§ Required work
Copy the text lines of the entries below character for character, leaving out the pictures.

** START OF Records supplied **

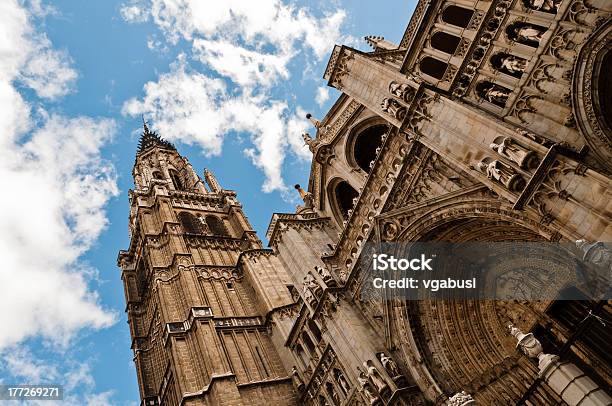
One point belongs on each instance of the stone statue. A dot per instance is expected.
(461, 399)
(332, 393)
(306, 196)
(318, 125)
(389, 365)
(326, 275)
(312, 283)
(308, 296)
(311, 142)
(374, 376)
(516, 153)
(513, 64)
(323, 401)
(548, 6)
(502, 173)
(367, 389)
(297, 380)
(528, 33)
(393, 108)
(401, 90)
(497, 95)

** END OF Records supplied **

§ Correct result
One point belongs on each instance of the stone statue. A dot per instance is expected.
(461, 399)
(332, 393)
(306, 196)
(318, 125)
(389, 365)
(326, 275)
(312, 283)
(308, 296)
(311, 142)
(374, 376)
(516, 153)
(513, 64)
(323, 401)
(548, 6)
(502, 173)
(367, 389)
(297, 380)
(528, 33)
(393, 108)
(401, 90)
(497, 95)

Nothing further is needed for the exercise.